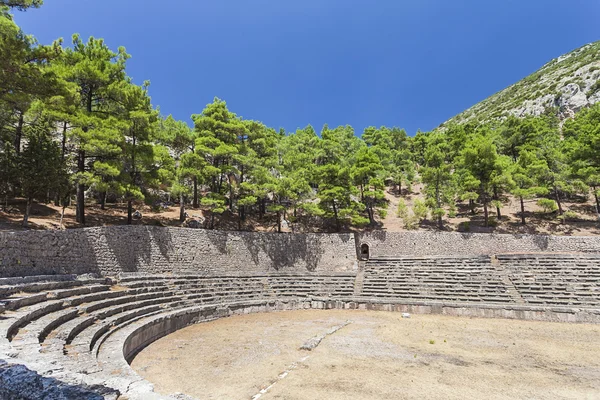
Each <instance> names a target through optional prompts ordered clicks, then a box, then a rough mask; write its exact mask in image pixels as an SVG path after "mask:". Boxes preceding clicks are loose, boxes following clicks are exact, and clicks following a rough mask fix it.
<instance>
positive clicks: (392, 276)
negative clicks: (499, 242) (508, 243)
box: [362, 257, 512, 303]
mask: <svg viewBox="0 0 600 400" xmlns="http://www.w3.org/2000/svg"><path fill="white" fill-rule="evenodd" d="M362 295H363V296H369V297H375V298H406V299H415V300H431V301H456V302H487V303H509V302H511V301H512V297H511V295H510V293H508V290H507V287H506V285H505V284H504V282H503V280H502V276H501V274H500V273H498V271H497V269H496V268H494V266H493V265H492V263H491V259H490V257H401V258H399V257H386V258H375V259H371V260H369V261H368V262H367V264H366V266H365V276H364V283H363V291H362Z"/></svg>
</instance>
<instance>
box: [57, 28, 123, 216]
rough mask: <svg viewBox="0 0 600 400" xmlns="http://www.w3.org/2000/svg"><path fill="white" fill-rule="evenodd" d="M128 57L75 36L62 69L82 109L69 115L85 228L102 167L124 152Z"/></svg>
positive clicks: (120, 53)
mask: <svg viewBox="0 0 600 400" xmlns="http://www.w3.org/2000/svg"><path fill="white" fill-rule="evenodd" d="M128 58H129V55H128V54H127V53H126V52H125V49H124V48H123V47H121V48H119V50H118V52H117V53H115V52H113V51H111V50H110V49H109V48H108V47H107V46H106V44H105V43H104V41H103V40H102V39H95V38H93V37H91V38H90V39H89V40H88V42H87V43H84V42H83V41H82V40H81V38H80V37H79V36H78V35H73V48H72V49H66V50H65V54H64V56H63V57H62V58H61V59H60V63H58V65H56V71H57V73H58V74H59V75H60V76H61V77H62V78H63V79H64V80H65V81H66V82H68V84H69V88H70V90H71V93H72V94H73V95H74V96H76V97H77V102H76V104H77V107H76V109H74V110H73V114H72V115H69V119H70V121H69V122H70V125H71V129H70V131H69V136H70V138H69V139H70V143H71V145H72V147H74V149H75V158H76V164H77V168H76V171H77V172H76V174H75V175H74V180H75V183H76V185H77V221H78V222H79V223H81V224H85V191H86V189H87V188H88V187H89V186H91V185H93V184H94V183H97V182H98V181H99V180H100V179H99V176H98V175H96V174H95V169H96V167H98V170H99V171H100V170H102V171H105V170H106V168H104V167H106V161H107V160H114V159H115V158H117V157H118V155H119V153H120V147H119V143H121V141H122V131H123V127H124V126H125V125H126V124H124V123H123V121H122V120H121V119H120V116H119V111H120V110H119V108H118V99H120V98H122V97H123V91H124V90H125V89H126V88H127V79H126V75H125V63H126V61H127V59H128ZM97 163H99V164H97Z"/></svg>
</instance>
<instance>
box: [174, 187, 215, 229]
mask: <svg viewBox="0 0 600 400" xmlns="http://www.w3.org/2000/svg"><path fill="white" fill-rule="evenodd" d="M184 221H185V201H184V199H183V193H180V194H179V222H184ZM211 224H212V222H211Z"/></svg>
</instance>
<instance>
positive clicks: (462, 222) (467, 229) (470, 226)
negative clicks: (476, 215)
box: [458, 221, 471, 232]
mask: <svg viewBox="0 0 600 400" xmlns="http://www.w3.org/2000/svg"><path fill="white" fill-rule="evenodd" d="M458 231H459V232H470V231H471V223H470V222H469V221H463V222H461V223H460V224H458Z"/></svg>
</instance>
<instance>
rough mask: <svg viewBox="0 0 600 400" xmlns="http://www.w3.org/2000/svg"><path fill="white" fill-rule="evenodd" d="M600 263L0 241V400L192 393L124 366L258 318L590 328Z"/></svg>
mask: <svg viewBox="0 0 600 400" xmlns="http://www.w3.org/2000/svg"><path fill="white" fill-rule="evenodd" d="M599 261H600V237H557V236H534V235H489V234H459V233H435V232H404V233H400V232H399V233H386V232H374V233H356V234H264V233H262V234H261V233H245V232H219V231H204V230H192V229H180V228H161V227H143V226H130V227H102V228H85V229H76V230H68V231H56V232H54V231H52V232H50V231H44V232H34V231H28V232H15V233H0V266H1V268H0V276H1V278H0V298H1V303H0V332H1V333H2V335H1V337H0V398H7V399H11V398H15V399H17V398H18V399H20V398H48V399H54V398H57V399H59V398H61V399H62V398H66V399H70V398H77V399H79V398H83V399H99V398H107V399H116V398H120V399H164V398H188V397H187V396H186V395H184V394H169V395H165V394H160V393H158V392H157V391H155V390H154V389H155V388H154V385H153V383H151V382H150V381H148V380H146V379H144V378H143V377H142V376H140V374H139V373H138V372H139V371H136V370H134V369H133V368H132V367H131V365H130V364H131V362H132V360H133V359H134V358H135V357H136V355H138V354H139V353H140V352H141V351H143V349H144V348H146V347H147V346H149V345H151V346H152V343H153V342H156V341H157V340H159V339H161V338H163V337H165V336H166V335H170V334H176V333H175V332H176V331H178V330H181V329H184V328H186V327H189V326H192V325H194V324H197V323H200V322H203V323H204V322H206V323H207V324H206V325H205V324H200V325H203V326H206V327H209V326H210V324H212V323H215V322H219V321H216V320H218V319H221V318H223V317H231V316H234V317H233V318H237V317H235V316H243V315H246V314H254V313H267V312H272V311H279V312H282V313H280V314H281V315H283V314H286V313H284V311H293V310H347V311H344V313H346V314H347V313H350V314H351V313H352V312H354V313H359V312H361V311H360V310H374V311H390V312H391V311H393V312H400V313H397V314H394V315H398V316H400V315H403V314H404V315H405V316H407V317H408V315H407V314H411V318H412V319H411V321H413V320H414V319H415V318H416V317H418V316H421V315H425V314H440V315H449V316H460V317H464V318H472V317H477V318H500V319H516V320H532V321H551V322H561V323H569V324H568V325H574V324H581V325H588V324H596V323H598V322H600V283H599V282H600V262H599ZM351 310H352V311H351ZM296 312H300V311H296ZM314 312H317V311H314ZM318 312H319V313H321V312H322V313H326V312H327V311H318ZM346 314H344V316H345V315H346ZM264 315H267V314H264ZM268 315H276V314H275V313H273V314H268ZM323 315H325V314H323ZM228 320H233V319H228ZM209 321H213V322H209ZM486 321H492V320H489V319H488V320H486ZM565 325H566V324H565ZM342 326H343V325H340V326H337V327H335V329H340V328H341V327H342ZM593 326H594V327H596V326H597V325H593ZM186 329H189V328H186ZM335 329H334V330H335ZM181 332H183V331H181ZM592 332H598V331H597V330H595V328H594V330H593V331H592ZM330 333H332V331H328V332H326V334H330ZM326 334H325V335H324V336H326ZM320 339H322V337H321V338H320ZM432 342H433V341H432ZM317 344H318V343H317ZM597 355H598V354H597V353H596V356H597ZM415 357H416V356H415ZM596 372H597V371H596ZM198 379H201V376H200V378H198ZM595 387H596V388H597V386H595ZM588 394H589V392H588ZM591 396H592V397H593V392H592V395H591ZM598 396H599V397H600V394H599V395H598ZM207 397H209V396H207ZM259 397H260V393H259V394H258V396H254V397H253V398H259ZM210 398H212V397H210ZM280 398H286V396H283V397H280ZM290 398H291V397H290ZM315 398H316V397H315Z"/></svg>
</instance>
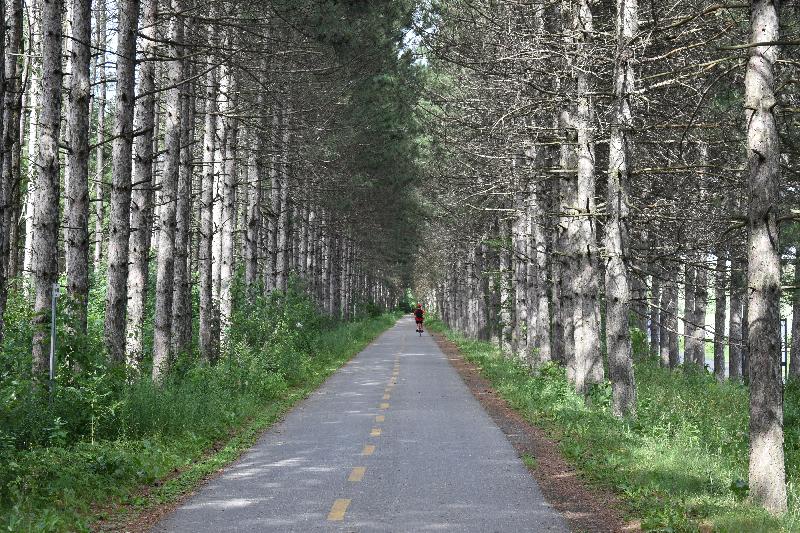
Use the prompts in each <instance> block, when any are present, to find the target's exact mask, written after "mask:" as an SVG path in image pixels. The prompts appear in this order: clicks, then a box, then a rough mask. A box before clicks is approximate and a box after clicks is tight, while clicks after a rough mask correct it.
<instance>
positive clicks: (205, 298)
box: [198, 69, 217, 362]
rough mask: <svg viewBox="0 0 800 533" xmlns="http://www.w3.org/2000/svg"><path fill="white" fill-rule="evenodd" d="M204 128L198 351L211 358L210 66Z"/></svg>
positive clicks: (211, 230)
mask: <svg viewBox="0 0 800 533" xmlns="http://www.w3.org/2000/svg"><path fill="white" fill-rule="evenodd" d="M205 85H206V104H205V132H204V134H203V160H204V161H203V165H204V171H203V178H202V186H201V193H200V252H199V253H198V255H199V258H200V265H199V270H200V332H199V333H200V355H201V357H202V358H203V359H204V360H205V361H207V362H212V361H214V360H215V359H216V357H217V343H216V338H215V335H214V331H215V329H216V327H215V324H214V316H215V315H216V313H215V309H214V307H215V304H214V297H213V265H212V261H213V251H212V244H213V241H214V214H213V213H214V182H215V178H214V172H215V169H216V163H215V157H216V142H217V141H216V138H217V105H216V100H217V77H216V69H212V70H211V71H210V72H209V73H208V75H207V78H206V84H205Z"/></svg>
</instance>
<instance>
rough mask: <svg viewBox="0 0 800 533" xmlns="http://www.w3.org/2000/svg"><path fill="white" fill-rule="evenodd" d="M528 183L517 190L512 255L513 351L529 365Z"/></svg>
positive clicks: (522, 360) (517, 356)
mask: <svg viewBox="0 0 800 533" xmlns="http://www.w3.org/2000/svg"><path fill="white" fill-rule="evenodd" d="M528 196H529V194H528V184H527V183H525V184H524V185H523V186H522V187H520V188H519V190H518V191H517V205H516V218H515V219H514V229H513V239H514V242H513V246H514V255H513V256H512V262H513V265H514V342H513V349H514V353H515V354H516V355H517V357H519V358H520V359H521V360H522V361H525V363H526V364H528V365H530V357H529V354H530V352H529V347H528V343H527V340H528V338H527V335H526V330H527V327H528V301H527V296H528V254H527V246H526V245H527V242H528V240H529V239H528V236H527V235H526V234H527V227H528V211H527V207H526V205H525V204H526V203H527V200H528Z"/></svg>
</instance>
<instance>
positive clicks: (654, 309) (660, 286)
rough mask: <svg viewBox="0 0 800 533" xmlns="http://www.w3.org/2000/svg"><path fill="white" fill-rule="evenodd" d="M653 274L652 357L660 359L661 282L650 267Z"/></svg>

● WHAT IS EXPECTED
Collect every line in the items above that contains the string "after". The match is case-sensitive.

● OUTPUT BELOW
Each <instance> names a target through optional prompts ordered clicks, then a box, then a rough mask; write its exact mask in image pixels as an SVG path after "mask:". Boxes preceding clicks are loose, boxes following clicks are exact, and clicks following a rough mask fix it.
Use the prompts in each <instance> block, when any are present, to find the target's exact mask, written after "mask:" as an SVG path in image pixels. The prompts appear in this order: clicks, then a box, then a rough mask. A box before clicks is approximate and a box after clicks is tight, while clicks after a rough mask correct it.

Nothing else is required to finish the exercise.